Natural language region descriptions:
****************
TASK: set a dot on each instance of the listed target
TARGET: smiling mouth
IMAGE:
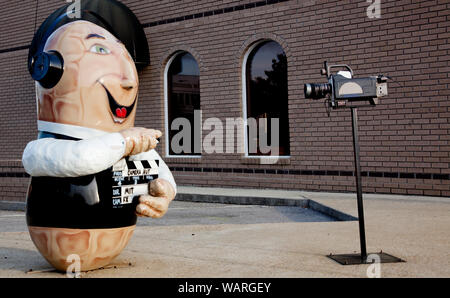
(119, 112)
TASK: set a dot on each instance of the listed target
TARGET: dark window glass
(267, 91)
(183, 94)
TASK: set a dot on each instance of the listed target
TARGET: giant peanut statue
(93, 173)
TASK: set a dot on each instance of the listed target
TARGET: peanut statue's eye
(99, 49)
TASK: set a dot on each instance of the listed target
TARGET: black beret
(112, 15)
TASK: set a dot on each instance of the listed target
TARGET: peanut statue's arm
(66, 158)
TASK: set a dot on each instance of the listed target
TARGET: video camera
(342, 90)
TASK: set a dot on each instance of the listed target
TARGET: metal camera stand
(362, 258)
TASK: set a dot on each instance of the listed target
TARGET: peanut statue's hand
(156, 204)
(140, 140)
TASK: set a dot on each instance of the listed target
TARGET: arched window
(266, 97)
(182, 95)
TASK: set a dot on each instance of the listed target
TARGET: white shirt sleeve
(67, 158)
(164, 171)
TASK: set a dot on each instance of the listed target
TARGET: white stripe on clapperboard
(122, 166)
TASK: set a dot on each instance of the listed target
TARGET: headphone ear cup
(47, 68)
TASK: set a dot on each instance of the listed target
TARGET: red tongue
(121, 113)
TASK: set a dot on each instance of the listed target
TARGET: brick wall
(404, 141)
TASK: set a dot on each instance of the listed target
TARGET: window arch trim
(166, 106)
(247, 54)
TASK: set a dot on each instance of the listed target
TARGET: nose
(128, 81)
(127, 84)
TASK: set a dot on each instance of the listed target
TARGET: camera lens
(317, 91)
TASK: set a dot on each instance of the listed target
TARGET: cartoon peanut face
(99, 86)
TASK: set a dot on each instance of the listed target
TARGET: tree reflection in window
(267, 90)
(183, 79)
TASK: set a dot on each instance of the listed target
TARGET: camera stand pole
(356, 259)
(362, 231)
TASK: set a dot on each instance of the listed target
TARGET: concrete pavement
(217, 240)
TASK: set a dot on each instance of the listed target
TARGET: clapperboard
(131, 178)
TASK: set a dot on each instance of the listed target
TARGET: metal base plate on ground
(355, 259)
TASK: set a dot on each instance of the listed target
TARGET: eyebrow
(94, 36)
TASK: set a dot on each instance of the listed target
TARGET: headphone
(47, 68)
****************
A verbatim reproduction of each entry is expected, with every picture omitted.

TASK: set a dot on each instance of the listed target
TARGET: smiling mouth
IMAGE:
(119, 112)
TASK: set a dot on each instance of the listed target
TARGET: dark window glass
(267, 91)
(183, 94)
TASK: set a dot on each instance of the listed target
TARGET: giant peanut statue
(93, 173)
TASK: set a dot on each instance of the listed target
TARGET: peanut statue's eye
(99, 49)
TASK: set a dot on each instance of the listed target
TARGET: black beret
(112, 15)
TASK: set a dot on each instance of the listed target
TARGET: peanut statue's arm
(66, 158)
TASK: set a dot on each instance of the listed target
TARGET: video camera
(342, 90)
TASK: set a dot on each instance of the listed target
TARGET: metal camera stand
(362, 258)
TASK: set a dot on each instance of the listed target
TARGET: peanut statue's hand
(156, 204)
(140, 140)
TASK: set a dot on each instance of the listed target
TARGET: arched window
(266, 97)
(182, 95)
TASK: set a dot on each instance of the listed target
TARGET: white shirt sleeve
(67, 158)
(164, 171)
TASK: set a dot on each instance of the listed target
TARGET: white stripe on clapperboard
(122, 166)
TASK: set a dot on each instance of the listed target
TARGET: headphone ear cup
(47, 68)
TASK: set a dot on each instance of the listed target
TARGET: red tongue
(121, 113)
TASK: set a dot on each instance of the listed target
TARGET: brick wall
(404, 141)
TASK: set a dot on each instance of the listed target
TARGET: window arch trim
(166, 106)
(247, 54)
TASK: set a dot on each instance of the listed target
TARGET: nose
(128, 81)
(127, 84)
TASK: set a dot on each instance of the listed target
TARGET: camera lens
(317, 91)
TASK: set a dot on each instance of the listed target
TARGET: cartoon peanut face
(99, 86)
TASK: set a dot on each instance of the listed target
TARGET: tree reflection in window
(267, 90)
(183, 79)
TASK: set a dot on each instance of the listed target
TARGET: camera stand pole
(356, 259)
(362, 231)
TASK: set a dot on each instance of the listed target
TARGET: concrete pavement
(217, 240)
TASK: set a dot on each instance of the listed target
TARGET: clapperboard
(131, 178)
TASK: set a dot on each instance of the listed target
TARGET: metal base plate on ground
(355, 259)
TASK: set a dot on each instance of the listed target
TARGET: eyebrow
(94, 36)
TASK: set a dot on each instance of the listed target
TARGET: headphone
(47, 68)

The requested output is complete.